What the exercise asks = According to the news report on the UN Security Council resolution protecting healthcare in war zones, how many medical facilities in Yemen had closed?

Text segment =
>>>

The UN Security Council has unanimously adopted a resolution to strengthen protection for healthcare workers, the sick and wounded, hospitals and clinics in war zones.
The resolution follows an airstrike last week on a Médecins Sans Frontiéres-supported hospital in Aleppo last week in which more than 50 people, including children, were killed – including the city’s only remaining paediatrician, Dr Mohammed Wassim Maaz – which has generally been attributed to the Syrian Government. Meanwhile, a rocket attack on a maternity hospital in the city, apparently by rebel forces, reportedly left a further 19 dead this Tuesday.
UN Secretary-General Ban Ki-moon told the council that attacks on health facilities and medical workers were not just incidental and isolated but “the intended objective of the combatants”, a situation he describes as “shameful and inexcusable”.
He said the Aleppo incident, for example, was only the “latest wartime assault on healthcare in Syria”, noting
that since the beginning of the conflict there, Physicians for Human Rights has documented more than 360 attacks on some 250 medical facilities and that more than 730 medical personnel have been killed.
Mr Ban said a similar pattern had been seen in Yemen where more than 600 medical facilities had closed because of damage and shortages of medical supplies and workers.
The UN verified 59 attacks against 34 hospitals last year including a well-publicised strike, by the US military, on an MSF-supported hospital in Kunduz, Afghanistan, in which dozens were killed including patients burned alive in their beds.
“When so-called surgical strikes end up hitting surgical wards, something is deeply wrong,” Mr Ban said.
The council also heard from Peter Maurer, president of the International Committee of the Red Cross, and Dr Joanne Liu, international president of MSF, before adopting the resolution.

<<<

Given information =

>>>

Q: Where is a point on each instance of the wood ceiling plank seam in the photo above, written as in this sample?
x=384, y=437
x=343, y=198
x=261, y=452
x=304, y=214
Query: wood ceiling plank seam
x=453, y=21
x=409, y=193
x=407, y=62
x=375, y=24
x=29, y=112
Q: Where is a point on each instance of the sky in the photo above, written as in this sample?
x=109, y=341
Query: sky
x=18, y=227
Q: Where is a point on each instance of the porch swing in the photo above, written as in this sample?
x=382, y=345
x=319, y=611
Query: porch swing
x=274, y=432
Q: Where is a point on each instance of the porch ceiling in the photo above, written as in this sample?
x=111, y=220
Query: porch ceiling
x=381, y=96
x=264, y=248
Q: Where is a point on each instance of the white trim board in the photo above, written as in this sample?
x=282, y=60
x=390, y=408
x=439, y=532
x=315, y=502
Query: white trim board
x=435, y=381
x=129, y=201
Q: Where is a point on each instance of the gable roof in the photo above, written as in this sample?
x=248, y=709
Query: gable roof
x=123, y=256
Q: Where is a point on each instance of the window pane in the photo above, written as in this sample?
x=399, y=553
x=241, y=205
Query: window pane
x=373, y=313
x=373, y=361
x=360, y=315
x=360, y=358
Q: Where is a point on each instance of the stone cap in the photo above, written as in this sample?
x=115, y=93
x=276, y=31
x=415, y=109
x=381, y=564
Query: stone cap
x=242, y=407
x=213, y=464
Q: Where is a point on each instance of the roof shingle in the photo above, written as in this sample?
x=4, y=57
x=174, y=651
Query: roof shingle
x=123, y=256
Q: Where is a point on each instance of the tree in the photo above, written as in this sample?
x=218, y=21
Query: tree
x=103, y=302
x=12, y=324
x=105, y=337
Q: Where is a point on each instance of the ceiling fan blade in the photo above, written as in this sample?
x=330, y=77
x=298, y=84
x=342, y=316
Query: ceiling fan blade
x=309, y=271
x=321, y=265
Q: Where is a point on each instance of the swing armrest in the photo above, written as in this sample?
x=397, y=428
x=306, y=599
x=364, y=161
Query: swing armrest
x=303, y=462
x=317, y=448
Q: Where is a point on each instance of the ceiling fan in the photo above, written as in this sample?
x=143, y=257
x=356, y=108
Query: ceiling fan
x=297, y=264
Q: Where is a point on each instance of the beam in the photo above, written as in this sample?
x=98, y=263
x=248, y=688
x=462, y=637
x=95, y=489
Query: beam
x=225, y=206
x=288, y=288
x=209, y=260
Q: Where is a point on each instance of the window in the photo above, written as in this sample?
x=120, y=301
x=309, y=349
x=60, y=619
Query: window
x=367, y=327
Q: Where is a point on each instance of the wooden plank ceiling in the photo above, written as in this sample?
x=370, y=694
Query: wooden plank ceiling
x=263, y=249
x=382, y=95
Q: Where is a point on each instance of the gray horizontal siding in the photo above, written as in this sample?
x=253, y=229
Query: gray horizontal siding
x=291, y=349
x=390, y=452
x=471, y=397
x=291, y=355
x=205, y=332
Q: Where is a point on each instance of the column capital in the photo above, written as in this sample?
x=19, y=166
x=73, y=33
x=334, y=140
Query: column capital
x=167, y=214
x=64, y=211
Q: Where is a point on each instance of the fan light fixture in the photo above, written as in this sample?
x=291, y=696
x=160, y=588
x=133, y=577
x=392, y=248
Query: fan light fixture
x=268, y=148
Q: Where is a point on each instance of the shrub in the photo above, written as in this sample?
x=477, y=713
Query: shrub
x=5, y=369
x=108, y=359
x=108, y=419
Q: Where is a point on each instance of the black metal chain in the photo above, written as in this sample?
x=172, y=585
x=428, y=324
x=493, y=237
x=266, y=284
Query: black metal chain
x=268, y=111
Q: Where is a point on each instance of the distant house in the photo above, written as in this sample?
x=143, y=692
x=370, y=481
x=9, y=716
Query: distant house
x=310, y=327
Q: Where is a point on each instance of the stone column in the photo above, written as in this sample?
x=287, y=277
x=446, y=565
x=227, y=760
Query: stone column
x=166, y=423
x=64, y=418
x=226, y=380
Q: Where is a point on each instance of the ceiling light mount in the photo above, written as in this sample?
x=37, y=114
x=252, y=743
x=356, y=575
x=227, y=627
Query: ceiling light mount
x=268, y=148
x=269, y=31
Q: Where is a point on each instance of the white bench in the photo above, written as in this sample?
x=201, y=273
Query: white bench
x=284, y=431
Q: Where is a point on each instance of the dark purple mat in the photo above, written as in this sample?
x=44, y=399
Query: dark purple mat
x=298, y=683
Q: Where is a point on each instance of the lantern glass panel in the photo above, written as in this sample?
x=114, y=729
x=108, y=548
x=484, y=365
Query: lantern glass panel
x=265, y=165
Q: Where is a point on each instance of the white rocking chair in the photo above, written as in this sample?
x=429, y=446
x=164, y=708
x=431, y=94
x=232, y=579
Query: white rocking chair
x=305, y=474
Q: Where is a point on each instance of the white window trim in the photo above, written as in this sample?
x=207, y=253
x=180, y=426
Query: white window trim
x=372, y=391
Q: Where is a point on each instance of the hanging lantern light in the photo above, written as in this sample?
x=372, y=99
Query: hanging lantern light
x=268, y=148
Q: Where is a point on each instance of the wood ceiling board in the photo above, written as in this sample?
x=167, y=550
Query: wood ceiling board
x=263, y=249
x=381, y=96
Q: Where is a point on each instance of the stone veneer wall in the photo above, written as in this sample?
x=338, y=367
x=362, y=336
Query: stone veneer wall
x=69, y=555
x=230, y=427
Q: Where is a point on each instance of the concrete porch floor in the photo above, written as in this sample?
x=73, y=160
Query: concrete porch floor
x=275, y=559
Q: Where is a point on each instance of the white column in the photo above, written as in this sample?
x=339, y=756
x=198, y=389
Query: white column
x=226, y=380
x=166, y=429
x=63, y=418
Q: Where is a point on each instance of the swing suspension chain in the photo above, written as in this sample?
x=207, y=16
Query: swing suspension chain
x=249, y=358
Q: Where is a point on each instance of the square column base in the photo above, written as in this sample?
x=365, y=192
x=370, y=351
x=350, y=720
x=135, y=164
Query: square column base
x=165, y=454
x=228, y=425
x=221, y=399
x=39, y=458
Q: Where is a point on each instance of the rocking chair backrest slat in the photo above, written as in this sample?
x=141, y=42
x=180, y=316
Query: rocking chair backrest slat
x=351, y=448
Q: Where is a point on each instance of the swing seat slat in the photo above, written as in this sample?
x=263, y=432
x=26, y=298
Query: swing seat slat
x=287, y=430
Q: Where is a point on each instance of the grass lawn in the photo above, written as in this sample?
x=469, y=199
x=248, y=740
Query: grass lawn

<<<

Output of the exercise = More than 600